I don't think we should let real, present-day threats distract us from the actual possibility of AI apocalypse either.

They're two separate problems, they're both serious problems, and they can both be addressed (well, actually, we don't know if AI alignment even can be solved).

Not that I don't appreciate you bringing this up. As someone apparently wasting a lot of my time trying to explain the concept of misaligned AGI, I still think it's very important that we 1) don't trust Sam Altman, and 2) spend a lot of resources dealing with human alignment problems, such as abuse of existing AI and other technology.

They want to erect barriers to entry so they own the AI market. I for one don't believe a word this man is saying.
Eh, every generation had its share of people predicting the apocalypse (Mayas Calendar, Nuclear, AI, Robot Uprising, Environemental collapse, Zombie Apocalypse) to the point one wonder if it's not a trait of human race.

It's just not all very serious

Which risk? I mean I saw "Terminator 1" and "Terminator 2" (great movies) and I played "Horizon Zero Dawn" (great game). But what proof do we have of those risks exist apart from wild exercises of imagination?
You cannot prove that the risks exist, and you cannot prove that the risks do not exist, so this approach to the problem is clearly not useful to make any progress on the question "is AI dangerous or not".
Of course you can, there's a thing called research. This narrative is being pushed WITHOUT any significant research behind. So this is only about economics and politics, not science.
How would you design an experiment to definitely prove or disprove that AI is (not) dangerous?
Well I'm not being paid to do that, but my professional instinct is, like you do with any other software, you set up a sandbox. Pretty sure an AI specialist could have much better ideas than me. What I don't get is how this narrative is being so wildly pushed without any research sustaining it, even just to say "hey we tried to investigate this huge issue, here you can see the great amount of papers we wrote, but we concluded is actually impossibly to establish the risks because etc etc". This is first class BS.

> **Source information**

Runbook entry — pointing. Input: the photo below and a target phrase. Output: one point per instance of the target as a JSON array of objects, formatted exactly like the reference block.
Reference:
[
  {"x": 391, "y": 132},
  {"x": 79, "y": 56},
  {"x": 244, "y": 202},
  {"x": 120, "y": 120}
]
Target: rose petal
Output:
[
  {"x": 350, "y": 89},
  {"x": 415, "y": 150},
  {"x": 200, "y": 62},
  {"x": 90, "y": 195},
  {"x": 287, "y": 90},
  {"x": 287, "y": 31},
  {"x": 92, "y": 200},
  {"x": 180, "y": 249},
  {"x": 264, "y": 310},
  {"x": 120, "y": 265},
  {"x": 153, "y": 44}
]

> **To do**
1. In the discussion about AI risk, what does the last commenter propose setting up to test whether AI is dangerous?
2. Carry on the discussion about AI risk from the point where it stops.
The listing has no connection to the discussion about AI risk.

> **Replies**
1. A sandbox, as with any other software.

2.
I am not sure how you came to the conclusion that there is no research on this topic. On Google Scholar you can literally find millions of research papers discussing the risks of AI, its ethics, alignment with human values, and so on, for example:

- Scherer, Matthew U. "Regulating artificial intelligence systems: Risks, challenges, competencies, and strategies." Harv. JL & Tech. 29 (2015): 353. (934 scholar citations)

- Araujo, Theo, et al. "In AI we trust? Perceptions about automated decision-making by artificial intelligence." AI & society 35 (2020): 611-623. (334 scholar citations)

- Osoba, Osonde A., and William Welser IV. "An intelligence in our image: The risks of bias and errors in artificial intelligence." Rand Corporation, 2017. (278 scholar citations)

- Gabriel, Iason. "Artificial intelligence, values, and alignment." Minds and machines 30.3 (2020): 411-437. (216 scholar citations)

- Bryson, Joanna, and Alan Winfield. "Standardizing ethical design for artificial intelligence and autonomous systems." Computer 50.5 (2017): 116-119. (214 scholar citations)

- Yu, Han, et al. "Building ethics into artificial intelligence." arXiv preprint arXiv:1812.02953 (2018). (200 scholar citations)

- Munoko, Ivy, Helen L. Brown-Liburd, and Miklos Vasarhelyi. "The ethical implications of using artificial intelligence in auditing." Journal of Business Ethics 167 (2020): 209-234. (180 scholar citations)

- Christian, Brian. "The alignment problem: Machine learning and human values." WW Norton & Company, 2020. (178 scholar citations)

- Manheim, Karl, and Lyric Kaplan. "Artificial intelligence: Risks to privacy and democracy." Yale JL & Tech. 21 (2019): 106. (178 scholar citations)

- Russell, Stuart, et al. "Ethics of artificial intelligence." Nature 521.7553 (2015): 415-416. (164 scholar citations)

- Risse, Mathias. "Human rights and artificial intelligence: An urgently needed agenda." Hum. Rts. Q. 41 (2019): 1. (135 scholar citations)

- Turchin, Alexey, and David Denkenberger. "Classification of global catastrophic risks connected with artificial intelligence." Ai & Society 35.1 (2020): 147-163. (108 scholar citations)

- Taylor, Jessica, et al. "Alignment for advanced machine learning systems." Ethics of Artificial Intelligence (2016): 342-382. (95 scholar citations)

- Santoni de Sio, Filippo, and Giulio Mecacci. "Four responsibility gaps with artificial intelligence: Why they matter and how to address them." Philosophy & Technology 34 (2021): 1057-1084. (84 scholar citations)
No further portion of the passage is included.